Mice are common in all parts of Canada. They can range in color from dusky grey to tan or brown, and measure overall from 2.5 to 4” long with large ears and long tails. Deer mice are 4 to 9” long, reddish-brown in colour with a white chest, white feet and a bi-coloured tail (brown on top/white on the bottom).
The average life span of a mouse is 18 months. A single female may have as many as eight litters per year, averaging five to six young each. Mice can survive outdoors during the winter under certain conditions, but generally invade buildings when the weather turns cold, to seek both food and shelter. Mice are year round pests. Activity and indoor migration increases as weather get cooler. Deer mice naturally inhabit rural & semi-rural locations, in areas such as fields, pastures & various types of vegetation found around homes & outbuildings. Generally, mice commonly invade garages, attics, sheds, wood piles, crawl spaces, as well as general living quarters of homes. Their ground nests are established in hollow trees, building voids and spaces, unused equipment, cabinet voids, along the sill plate in basements and crawl spaces, log piles, unused furniture, fence posts, and old bird and squirrel nests.

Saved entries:
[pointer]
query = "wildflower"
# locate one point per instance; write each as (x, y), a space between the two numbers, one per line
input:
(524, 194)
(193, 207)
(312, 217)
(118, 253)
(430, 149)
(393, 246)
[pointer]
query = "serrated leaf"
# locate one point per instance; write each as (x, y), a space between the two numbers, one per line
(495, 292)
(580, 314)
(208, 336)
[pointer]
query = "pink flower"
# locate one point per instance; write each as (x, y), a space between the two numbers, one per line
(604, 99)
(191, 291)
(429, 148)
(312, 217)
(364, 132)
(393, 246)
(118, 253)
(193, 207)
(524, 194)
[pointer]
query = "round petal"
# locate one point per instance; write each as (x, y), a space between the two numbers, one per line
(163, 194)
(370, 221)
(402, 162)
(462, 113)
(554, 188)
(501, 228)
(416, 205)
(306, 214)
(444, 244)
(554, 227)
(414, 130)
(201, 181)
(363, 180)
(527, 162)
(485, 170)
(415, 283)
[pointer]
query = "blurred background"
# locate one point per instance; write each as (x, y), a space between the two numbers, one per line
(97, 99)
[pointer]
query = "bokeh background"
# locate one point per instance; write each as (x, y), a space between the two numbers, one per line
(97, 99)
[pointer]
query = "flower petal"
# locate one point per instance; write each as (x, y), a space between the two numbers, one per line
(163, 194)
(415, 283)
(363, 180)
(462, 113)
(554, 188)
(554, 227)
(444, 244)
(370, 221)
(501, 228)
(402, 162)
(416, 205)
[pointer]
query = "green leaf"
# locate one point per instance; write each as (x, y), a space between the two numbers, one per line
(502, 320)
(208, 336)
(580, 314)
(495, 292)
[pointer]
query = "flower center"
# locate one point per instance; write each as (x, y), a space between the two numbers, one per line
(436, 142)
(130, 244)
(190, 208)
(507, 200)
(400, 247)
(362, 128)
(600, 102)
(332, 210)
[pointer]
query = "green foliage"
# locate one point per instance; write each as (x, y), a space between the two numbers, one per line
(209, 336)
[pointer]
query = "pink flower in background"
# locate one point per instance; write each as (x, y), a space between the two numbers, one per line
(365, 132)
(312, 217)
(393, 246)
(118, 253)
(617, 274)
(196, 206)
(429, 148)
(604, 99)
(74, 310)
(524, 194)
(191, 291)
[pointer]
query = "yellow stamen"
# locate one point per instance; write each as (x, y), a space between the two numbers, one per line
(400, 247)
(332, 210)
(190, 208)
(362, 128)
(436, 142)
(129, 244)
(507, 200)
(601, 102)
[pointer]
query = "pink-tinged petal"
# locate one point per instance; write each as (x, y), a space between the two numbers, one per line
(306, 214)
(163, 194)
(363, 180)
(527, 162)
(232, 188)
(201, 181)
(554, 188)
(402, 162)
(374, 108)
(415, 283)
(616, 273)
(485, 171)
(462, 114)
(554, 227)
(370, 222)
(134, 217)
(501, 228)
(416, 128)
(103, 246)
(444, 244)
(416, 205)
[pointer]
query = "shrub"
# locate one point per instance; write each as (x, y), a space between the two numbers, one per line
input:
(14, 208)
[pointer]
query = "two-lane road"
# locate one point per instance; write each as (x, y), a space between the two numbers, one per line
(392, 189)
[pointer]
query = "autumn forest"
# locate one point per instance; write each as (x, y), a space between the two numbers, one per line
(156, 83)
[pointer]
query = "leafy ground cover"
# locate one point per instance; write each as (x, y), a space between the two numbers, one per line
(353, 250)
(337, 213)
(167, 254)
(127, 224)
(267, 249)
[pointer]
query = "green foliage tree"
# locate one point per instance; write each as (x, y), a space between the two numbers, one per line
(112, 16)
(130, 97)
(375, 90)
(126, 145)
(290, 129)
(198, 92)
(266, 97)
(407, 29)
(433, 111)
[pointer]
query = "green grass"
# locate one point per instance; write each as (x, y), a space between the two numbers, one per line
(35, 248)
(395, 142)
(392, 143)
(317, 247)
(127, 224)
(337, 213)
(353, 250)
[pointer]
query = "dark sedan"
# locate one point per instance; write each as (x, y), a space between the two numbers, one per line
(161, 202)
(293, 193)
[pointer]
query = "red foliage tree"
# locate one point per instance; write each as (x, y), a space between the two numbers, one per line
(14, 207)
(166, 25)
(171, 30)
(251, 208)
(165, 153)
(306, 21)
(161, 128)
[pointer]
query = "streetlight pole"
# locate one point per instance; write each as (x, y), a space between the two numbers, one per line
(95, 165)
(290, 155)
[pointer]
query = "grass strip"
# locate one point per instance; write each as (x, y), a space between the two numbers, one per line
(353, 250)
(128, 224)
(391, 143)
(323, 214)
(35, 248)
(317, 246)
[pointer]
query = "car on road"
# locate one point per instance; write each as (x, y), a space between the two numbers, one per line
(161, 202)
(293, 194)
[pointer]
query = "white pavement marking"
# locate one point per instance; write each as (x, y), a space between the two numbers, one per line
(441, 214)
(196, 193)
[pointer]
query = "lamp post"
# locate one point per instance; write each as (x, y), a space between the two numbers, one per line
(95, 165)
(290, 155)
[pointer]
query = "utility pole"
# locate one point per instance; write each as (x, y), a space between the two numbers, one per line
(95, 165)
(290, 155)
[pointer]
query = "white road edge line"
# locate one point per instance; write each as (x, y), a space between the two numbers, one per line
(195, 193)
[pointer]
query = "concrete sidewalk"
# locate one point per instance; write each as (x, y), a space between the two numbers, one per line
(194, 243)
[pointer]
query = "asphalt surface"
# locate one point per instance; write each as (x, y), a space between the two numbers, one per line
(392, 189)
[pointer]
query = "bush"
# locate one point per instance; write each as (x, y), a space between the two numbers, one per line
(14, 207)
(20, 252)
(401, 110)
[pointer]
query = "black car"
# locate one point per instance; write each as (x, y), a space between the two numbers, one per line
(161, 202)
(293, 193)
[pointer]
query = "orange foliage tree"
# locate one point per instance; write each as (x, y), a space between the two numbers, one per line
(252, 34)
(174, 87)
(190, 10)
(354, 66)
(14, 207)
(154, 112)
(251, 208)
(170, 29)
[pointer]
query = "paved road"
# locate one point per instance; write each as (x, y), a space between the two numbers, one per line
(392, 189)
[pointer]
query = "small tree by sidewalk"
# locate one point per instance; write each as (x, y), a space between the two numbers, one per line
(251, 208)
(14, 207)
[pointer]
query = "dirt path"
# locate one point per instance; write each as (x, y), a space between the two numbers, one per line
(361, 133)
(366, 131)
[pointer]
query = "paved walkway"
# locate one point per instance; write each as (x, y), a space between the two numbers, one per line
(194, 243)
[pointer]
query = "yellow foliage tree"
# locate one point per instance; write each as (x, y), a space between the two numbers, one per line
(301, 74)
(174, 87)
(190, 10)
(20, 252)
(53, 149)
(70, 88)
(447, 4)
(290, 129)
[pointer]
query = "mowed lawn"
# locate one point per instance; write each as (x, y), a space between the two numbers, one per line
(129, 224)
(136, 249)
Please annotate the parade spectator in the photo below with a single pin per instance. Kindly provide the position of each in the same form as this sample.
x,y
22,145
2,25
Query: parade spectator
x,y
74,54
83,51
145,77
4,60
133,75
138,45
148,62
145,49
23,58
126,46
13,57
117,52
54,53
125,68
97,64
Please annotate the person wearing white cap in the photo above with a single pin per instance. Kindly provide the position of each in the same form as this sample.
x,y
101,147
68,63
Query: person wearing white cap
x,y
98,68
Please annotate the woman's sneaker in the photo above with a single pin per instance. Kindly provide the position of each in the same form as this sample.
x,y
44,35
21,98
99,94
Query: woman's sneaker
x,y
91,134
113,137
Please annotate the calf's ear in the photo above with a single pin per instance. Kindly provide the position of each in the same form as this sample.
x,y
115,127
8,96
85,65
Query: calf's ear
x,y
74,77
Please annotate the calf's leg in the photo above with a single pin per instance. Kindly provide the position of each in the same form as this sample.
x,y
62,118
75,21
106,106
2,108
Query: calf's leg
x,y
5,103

**ASSIGNMENT**
Using the passage on mice, explain why mice generally move into buildings once the weather turns cold. Answer in one to three sentences. The saved entries are separate material and are not part of the passage on mice.

**RESULT OF THIS EXERCISE**
Mice generally invade buildings when the weather turns cold to seek both food and shelter. They can survive outdoors in winter only under certain conditions, so their activity and indoor migration increase as the weather gets cooler.